┏━━

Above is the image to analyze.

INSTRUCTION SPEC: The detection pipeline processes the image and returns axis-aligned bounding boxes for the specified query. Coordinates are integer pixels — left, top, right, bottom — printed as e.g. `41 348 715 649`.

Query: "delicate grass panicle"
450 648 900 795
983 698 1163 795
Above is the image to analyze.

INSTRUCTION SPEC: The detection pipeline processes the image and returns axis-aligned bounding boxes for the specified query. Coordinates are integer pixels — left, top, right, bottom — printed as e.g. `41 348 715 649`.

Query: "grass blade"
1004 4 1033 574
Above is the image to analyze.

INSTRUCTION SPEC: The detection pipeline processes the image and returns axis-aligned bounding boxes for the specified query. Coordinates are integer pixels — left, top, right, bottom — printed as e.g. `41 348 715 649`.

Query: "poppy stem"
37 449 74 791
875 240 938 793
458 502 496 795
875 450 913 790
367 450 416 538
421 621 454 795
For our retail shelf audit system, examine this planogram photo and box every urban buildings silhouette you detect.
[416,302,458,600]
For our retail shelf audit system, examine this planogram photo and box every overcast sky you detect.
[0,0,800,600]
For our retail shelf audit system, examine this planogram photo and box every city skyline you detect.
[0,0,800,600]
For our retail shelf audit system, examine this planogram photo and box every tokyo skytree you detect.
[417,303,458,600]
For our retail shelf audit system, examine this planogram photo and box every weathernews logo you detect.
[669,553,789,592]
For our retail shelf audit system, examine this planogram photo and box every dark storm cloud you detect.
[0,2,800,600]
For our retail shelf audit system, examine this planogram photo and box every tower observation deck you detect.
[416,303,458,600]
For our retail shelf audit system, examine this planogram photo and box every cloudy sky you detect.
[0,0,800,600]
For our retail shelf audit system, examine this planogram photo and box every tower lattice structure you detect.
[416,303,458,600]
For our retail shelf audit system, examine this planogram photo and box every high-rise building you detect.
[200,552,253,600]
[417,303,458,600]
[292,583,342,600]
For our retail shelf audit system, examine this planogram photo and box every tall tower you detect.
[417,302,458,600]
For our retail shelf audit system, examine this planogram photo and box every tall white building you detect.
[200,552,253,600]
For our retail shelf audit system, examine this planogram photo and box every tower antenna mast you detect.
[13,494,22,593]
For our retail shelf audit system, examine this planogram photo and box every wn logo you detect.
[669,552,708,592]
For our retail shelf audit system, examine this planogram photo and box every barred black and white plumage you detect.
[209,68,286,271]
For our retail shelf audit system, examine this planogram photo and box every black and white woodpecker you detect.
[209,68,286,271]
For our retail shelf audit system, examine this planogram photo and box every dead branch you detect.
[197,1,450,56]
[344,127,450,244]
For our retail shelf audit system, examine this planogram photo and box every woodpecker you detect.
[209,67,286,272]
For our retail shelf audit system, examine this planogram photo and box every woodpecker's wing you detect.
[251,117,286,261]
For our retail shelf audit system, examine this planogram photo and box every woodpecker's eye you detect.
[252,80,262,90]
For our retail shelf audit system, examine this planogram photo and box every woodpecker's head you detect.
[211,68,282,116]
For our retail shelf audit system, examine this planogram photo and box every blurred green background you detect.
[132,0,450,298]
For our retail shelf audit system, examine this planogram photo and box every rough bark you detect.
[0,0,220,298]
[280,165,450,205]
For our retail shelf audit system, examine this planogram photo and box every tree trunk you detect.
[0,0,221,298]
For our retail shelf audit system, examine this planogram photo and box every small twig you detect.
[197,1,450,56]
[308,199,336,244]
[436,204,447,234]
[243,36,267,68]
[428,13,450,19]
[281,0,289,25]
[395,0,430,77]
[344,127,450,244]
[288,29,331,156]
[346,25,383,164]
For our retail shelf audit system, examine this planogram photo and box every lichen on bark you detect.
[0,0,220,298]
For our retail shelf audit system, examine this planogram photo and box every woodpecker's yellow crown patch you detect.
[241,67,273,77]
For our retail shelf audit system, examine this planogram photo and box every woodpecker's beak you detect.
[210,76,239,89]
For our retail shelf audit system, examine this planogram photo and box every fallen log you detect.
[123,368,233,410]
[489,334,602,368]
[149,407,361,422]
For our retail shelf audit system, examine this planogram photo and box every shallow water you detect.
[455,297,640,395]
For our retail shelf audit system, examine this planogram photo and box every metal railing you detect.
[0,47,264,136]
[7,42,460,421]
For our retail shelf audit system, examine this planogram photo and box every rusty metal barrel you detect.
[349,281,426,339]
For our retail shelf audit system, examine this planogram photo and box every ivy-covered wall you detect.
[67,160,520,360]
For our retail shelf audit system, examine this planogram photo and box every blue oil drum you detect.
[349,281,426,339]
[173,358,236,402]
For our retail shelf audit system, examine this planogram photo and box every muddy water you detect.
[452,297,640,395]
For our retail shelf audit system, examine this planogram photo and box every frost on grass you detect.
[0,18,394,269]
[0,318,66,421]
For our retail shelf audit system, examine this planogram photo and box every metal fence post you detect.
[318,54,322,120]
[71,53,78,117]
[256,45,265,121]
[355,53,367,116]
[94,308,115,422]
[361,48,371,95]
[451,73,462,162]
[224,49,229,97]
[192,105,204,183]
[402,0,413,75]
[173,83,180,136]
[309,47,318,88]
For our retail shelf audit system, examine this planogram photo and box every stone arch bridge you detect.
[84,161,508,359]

┗━━

*Given exercise:*
Copy every one of the entries above word for word, keeping each line in its original order and leaving every character unchanged.

*Written answer:*
Above is the image to analyze.

INSTRUCTION SPEC: The detection pipeline processes the image and returns axis-aligned bounding boxes for the specified query. Coordinates are integer pixels — left, top, right, bottom — printed as e.g. `41 348 715 649`.

Query: "delicate grass panicle"
450 648 900 795
983 698 1163 795
Above is the image to analyze.

INSTRUCTION SPEC: The detection pipeline processes the image and returns axis-aligned bounding boxes for the specified query. Coordinates are integer pixels — left, top, right, bottom — printed as e.g. `41 348 715 649`.

Query: "grass blade"
1004 4 1033 574
Above is the image to analyze.

INSTRUCTION SPEC: The detection pipeline processes the image and returns axis-aligned bounding boxes for the specified query. Coordinates are integer pixels — left, top, right, bottom — printed as e.g. `41 348 715 649`.

Query: "poppy stem"
37 449 74 791
875 240 938 793
458 502 496 795
875 450 913 790
367 450 416 538
421 621 454 795
For our retail shelf audit system, examine this planogram photo and box every urban buildings silhouette you detect.
[416,302,458,600]
For our retail shelf audit system, examine this planogram photo and box every overcast sky you detect.
[0,0,800,600]
For our retail shelf audit system, examine this planogram photo and box every city skyline you detect.
[0,0,800,600]
For our retail shelf audit system, examine this planogram photo and box every tokyo skytree you detect.
[417,303,458,600]
For our retail shelf audit system, examine this planogram photo and box every weathernews logo you detect.
[669,553,789,592]
For our retail shelf audit system, examine this planogram photo and box every dark storm cloud you detect.
[0,2,800,600]
For our retail shelf audit system, examine this planogram photo and box every tower observation deck you detect.
[416,303,458,600]
For our retail shelf audit system, examine this planogram photo and box every cloudy sky you detect.
[0,0,800,600]
For our retail shelf audit system, examine this planogram photo and box every tower lattice structure you detect.
[416,303,458,600]
For our retail shelf audit system, examine this planogram photo and box every high-rise building you detect.
[200,552,253,600]
[417,303,458,600]
[292,583,342,600]
For our retail shelf audit system, examine this planogram photo and box every tall tower you detect.
[417,302,458,600]
For our retail shelf audit system, examine this planogram photo and box every tall white building you detect.
[200,552,253,600]
For our retail shelf audit system, examine this planogram photo and box every tower antenna mast you detect.
[13,494,22,593]
For our retail shelf audit system, examine this planogram photo and box every wn logo you detect.
[669,552,708,592]
For our retail shelf audit system, examine this planogram photo and box every barred black and white plumage you detect.
[209,68,286,271]
For our retail shelf audit system, examine this planogram photo and box every black and white woodpecker you detect.
[209,68,286,271]
For our retail shelf audit system, examine this planogram photo and box every dead branch you detect.
[197,1,450,56]
[344,127,450,244]
For our retail shelf audit system, examine this planogram photo and box every woodpecker you detect.
[209,67,286,272]
For our retail shelf audit system, examine this planogram photo and box every woodpecker's wing you detect.
[251,117,286,261]
For our retail shelf audit system, examine this planogram photo and box every woodpecker's eye you detect.
[252,80,262,90]
For our retail shelf audit system, examine this planogram photo and box every woodpecker's head you detect.
[211,68,282,116]
For our retail shelf audit system, examine this planogram photo and box every blurred green background you detect.
[132,0,450,298]
For our retail shelf audit system, examine this planogram photo and box every rough bark you detect.
[0,0,220,298]
[280,165,450,205]
For our retail shelf audit system, examine this planogram photo and box every tree trunk you detect.
[0,0,221,298]
For our retail shelf audit system, examine this planogram photo and box every small twig you detect.
[197,1,450,56]
[308,199,336,244]
[436,204,447,234]
[243,36,267,68]
[428,13,450,19]
[281,0,289,25]
[395,0,430,77]
[344,127,450,244]
[288,29,331,156]
[346,25,383,164]
For our retail shelf audit system, examine this planogram photo and box every lichen on bark you detect.
[0,0,220,298]
For our retail shelf audit system, examine this planogram photo and box every woodpecker's yellow crown patch you detect.
[241,67,273,77]
For our retail shelf audit system, examine this planogram photo and box every woodpecker's beak you detect.
[210,76,239,89]
For our retail shelf audit system, examine this planogram photo and box every fallen log you detect.
[123,368,233,410]
[489,334,602,368]
[149,407,361,422]
For our retail shelf audit system, examine this planogram photo and box every shallow water you detect.
[455,297,640,395]
For our retail shelf audit system, examine this planogram photo and box every metal railing you detect.
[0,47,264,136]
[7,42,460,421]
For our retail shelf audit system, examine this planogram photo and box every rusty metal barrel you detect.
[349,281,426,339]
For our retail shelf audit system, examine this planogram photo and box every ivy-covered wall you detect.
[67,160,520,360]
For our retail shelf audit system, examine this planogram photo and box every blue oil drum you detect.
[349,281,426,339]
[173,358,236,402]
For our retail shelf audit system, examine this planogram photo and box every muddy water you detect.
[452,297,640,395]
For our retail shelf audit system, examine this planogram photo and box every frost on grass you detect.
[0,18,394,269]
[0,318,66,421]
For our retail shelf audit system, examine this planogram photo and box every metal fence post you detect.
[318,54,322,120]
[71,53,78,117]
[256,45,265,121]
[355,53,367,116]
[94,308,115,422]
[361,48,371,95]
[451,73,462,162]
[224,49,229,97]
[192,105,204,183]
[402,0,413,75]
[173,83,180,136]
[309,47,318,88]
For our retail shelf audit system, examine this planogram photo and box every stone arch bridge you detect.
[84,161,508,359]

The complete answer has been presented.